━━ Raw records
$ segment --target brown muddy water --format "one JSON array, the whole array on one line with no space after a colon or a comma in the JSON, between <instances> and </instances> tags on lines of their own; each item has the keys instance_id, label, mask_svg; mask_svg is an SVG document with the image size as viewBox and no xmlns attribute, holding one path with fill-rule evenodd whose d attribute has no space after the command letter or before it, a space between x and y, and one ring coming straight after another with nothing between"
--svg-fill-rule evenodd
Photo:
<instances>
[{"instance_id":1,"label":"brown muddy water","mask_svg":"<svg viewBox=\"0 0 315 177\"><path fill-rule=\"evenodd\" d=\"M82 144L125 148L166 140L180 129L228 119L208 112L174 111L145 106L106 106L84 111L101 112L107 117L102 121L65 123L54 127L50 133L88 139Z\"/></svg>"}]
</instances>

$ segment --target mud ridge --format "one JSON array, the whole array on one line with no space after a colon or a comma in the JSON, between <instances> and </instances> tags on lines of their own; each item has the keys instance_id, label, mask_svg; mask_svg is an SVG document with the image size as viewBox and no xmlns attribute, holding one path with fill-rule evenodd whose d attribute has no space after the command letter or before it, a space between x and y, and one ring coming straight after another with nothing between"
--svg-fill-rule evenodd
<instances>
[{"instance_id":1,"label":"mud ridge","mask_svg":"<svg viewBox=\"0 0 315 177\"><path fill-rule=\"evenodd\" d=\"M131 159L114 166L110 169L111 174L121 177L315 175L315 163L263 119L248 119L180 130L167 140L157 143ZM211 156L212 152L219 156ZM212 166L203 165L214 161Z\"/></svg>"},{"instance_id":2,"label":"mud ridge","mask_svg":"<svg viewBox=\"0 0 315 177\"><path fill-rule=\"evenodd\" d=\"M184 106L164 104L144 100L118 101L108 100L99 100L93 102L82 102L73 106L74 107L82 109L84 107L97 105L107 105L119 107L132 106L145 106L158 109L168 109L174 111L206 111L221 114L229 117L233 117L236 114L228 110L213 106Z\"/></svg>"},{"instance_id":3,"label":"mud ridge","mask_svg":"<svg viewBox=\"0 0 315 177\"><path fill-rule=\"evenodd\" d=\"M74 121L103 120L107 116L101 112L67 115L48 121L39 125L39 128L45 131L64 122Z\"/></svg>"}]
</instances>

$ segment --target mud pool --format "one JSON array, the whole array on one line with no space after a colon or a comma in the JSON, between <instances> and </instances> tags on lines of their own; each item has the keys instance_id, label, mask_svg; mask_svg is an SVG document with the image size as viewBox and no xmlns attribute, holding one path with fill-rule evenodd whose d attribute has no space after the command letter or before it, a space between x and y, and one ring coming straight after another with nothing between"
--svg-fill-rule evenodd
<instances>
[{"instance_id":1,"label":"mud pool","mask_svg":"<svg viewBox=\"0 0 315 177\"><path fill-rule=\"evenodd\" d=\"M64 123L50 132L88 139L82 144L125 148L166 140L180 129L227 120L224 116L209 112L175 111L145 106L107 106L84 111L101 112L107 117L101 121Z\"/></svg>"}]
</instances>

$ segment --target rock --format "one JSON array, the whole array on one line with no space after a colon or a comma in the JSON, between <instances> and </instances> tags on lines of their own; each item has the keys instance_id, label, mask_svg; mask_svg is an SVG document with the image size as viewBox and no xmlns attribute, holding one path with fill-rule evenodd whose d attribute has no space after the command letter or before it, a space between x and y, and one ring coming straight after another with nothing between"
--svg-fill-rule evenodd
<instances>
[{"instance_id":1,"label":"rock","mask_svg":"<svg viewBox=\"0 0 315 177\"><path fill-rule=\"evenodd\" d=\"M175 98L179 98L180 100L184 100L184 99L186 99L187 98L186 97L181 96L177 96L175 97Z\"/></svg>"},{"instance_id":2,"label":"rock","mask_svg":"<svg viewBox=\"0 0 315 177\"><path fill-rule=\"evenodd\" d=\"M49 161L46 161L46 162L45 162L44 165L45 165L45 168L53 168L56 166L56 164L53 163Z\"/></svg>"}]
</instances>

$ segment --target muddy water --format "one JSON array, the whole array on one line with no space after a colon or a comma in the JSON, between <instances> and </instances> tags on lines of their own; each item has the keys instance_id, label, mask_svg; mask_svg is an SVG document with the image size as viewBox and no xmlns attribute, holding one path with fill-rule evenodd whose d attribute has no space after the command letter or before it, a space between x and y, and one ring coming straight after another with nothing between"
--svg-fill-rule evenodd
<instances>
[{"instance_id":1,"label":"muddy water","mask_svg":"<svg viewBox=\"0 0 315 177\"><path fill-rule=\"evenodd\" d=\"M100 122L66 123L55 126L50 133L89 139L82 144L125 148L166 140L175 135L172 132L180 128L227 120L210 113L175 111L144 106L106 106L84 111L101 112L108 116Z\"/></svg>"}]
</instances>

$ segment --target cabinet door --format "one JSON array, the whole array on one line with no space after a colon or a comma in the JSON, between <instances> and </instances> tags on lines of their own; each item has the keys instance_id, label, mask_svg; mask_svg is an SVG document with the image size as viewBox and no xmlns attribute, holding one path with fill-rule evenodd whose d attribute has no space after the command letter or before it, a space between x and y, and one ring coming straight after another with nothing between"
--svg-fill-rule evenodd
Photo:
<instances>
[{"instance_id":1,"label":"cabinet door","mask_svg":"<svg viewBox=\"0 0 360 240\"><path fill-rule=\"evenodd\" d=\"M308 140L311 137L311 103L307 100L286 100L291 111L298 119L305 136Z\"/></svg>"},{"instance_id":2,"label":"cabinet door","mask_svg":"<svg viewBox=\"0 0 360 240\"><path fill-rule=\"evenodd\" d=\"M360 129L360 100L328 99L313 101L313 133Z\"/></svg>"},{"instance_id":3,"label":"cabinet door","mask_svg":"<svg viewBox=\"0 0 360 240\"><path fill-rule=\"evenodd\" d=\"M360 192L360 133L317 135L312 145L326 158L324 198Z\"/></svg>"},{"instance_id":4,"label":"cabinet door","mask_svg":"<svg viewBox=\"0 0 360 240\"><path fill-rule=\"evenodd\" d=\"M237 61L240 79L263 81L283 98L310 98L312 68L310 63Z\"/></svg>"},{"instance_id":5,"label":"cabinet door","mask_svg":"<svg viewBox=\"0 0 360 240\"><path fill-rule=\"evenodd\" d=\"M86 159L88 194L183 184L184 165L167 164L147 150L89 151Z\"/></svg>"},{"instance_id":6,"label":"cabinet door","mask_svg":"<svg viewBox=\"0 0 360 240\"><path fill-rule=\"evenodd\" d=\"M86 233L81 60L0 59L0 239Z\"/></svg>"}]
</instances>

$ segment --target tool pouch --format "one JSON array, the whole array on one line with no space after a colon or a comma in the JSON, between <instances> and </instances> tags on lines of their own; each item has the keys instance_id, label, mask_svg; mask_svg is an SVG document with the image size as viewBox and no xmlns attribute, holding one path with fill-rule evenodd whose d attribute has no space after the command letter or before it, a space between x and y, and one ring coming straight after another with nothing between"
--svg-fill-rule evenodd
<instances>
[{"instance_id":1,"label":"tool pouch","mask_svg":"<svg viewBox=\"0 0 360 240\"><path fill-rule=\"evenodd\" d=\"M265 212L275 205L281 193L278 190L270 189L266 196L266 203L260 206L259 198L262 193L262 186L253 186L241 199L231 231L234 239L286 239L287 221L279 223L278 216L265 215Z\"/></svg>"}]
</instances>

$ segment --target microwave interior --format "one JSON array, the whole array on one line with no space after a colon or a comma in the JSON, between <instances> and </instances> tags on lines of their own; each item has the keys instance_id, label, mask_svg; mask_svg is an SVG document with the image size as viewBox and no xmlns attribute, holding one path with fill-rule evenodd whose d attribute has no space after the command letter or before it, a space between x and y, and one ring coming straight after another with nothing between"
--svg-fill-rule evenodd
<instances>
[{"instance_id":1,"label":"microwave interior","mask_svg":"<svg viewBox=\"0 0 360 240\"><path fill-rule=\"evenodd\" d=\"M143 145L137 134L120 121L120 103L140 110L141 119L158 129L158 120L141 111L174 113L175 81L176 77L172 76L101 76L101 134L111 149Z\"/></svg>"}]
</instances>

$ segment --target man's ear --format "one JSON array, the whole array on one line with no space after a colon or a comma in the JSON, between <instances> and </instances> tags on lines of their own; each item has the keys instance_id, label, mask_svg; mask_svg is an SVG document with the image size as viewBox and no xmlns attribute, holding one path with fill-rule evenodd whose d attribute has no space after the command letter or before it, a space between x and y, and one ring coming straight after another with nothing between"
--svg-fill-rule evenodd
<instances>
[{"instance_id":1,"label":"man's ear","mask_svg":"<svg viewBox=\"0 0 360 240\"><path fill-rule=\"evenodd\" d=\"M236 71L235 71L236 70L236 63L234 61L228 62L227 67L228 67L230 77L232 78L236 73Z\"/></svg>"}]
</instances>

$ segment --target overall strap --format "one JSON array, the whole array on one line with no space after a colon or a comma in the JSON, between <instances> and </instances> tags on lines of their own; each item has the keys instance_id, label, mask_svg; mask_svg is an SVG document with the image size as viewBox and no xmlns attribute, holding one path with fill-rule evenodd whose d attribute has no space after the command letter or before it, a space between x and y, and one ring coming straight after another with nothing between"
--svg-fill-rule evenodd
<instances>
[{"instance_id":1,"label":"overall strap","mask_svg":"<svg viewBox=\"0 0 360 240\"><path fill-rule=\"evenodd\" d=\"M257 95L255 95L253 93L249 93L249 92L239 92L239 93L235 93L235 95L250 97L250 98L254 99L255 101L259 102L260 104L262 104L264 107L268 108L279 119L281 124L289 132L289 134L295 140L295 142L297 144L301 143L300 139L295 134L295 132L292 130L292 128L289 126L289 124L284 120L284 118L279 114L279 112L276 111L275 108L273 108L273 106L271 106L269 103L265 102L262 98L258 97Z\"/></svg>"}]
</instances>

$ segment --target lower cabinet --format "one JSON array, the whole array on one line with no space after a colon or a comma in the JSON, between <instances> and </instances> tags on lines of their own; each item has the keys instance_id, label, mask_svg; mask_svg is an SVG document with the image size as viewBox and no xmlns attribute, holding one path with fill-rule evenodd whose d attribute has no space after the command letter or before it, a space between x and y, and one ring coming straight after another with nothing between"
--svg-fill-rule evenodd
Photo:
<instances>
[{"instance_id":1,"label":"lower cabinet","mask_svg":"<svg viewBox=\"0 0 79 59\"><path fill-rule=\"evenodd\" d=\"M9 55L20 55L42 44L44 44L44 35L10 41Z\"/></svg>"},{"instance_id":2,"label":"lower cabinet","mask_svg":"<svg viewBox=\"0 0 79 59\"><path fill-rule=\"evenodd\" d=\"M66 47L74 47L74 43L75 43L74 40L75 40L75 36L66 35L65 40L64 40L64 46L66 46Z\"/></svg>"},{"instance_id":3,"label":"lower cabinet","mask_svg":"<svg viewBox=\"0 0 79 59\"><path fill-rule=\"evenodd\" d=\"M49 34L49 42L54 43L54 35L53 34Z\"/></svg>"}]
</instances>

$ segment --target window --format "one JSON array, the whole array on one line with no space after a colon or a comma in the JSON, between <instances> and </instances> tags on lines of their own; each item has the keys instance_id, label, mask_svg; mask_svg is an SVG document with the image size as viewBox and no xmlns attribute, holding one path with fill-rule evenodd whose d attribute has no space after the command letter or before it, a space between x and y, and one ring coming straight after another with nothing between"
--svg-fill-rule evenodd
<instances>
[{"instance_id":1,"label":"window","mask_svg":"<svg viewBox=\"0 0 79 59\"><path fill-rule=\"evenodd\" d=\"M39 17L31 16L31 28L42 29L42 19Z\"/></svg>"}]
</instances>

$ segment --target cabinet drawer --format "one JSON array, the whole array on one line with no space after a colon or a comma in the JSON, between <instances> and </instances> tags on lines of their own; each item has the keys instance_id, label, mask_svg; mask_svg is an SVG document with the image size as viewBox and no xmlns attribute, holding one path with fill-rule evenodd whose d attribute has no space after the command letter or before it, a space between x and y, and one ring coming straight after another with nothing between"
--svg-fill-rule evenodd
━━━━
Reproduce the lines verbatim, beginning with the line that contains "--target cabinet drawer" and continuing through the final line above, both included.

$ segment --target cabinet drawer --format "one JSON array, the whole array on one line with no space after a colon or a comma in the JSON, between <instances> and </instances> tags on lines of their own; each item has the keys instance_id, label, mask_svg; mask_svg is an SVG document with the image size as viewBox and no xmlns attribute, holding one path with fill-rule evenodd whose d attribute has no space after the command letter or before it, a space between x and y, and one ring coming straight after another with nothing between"
--svg-fill-rule evenodd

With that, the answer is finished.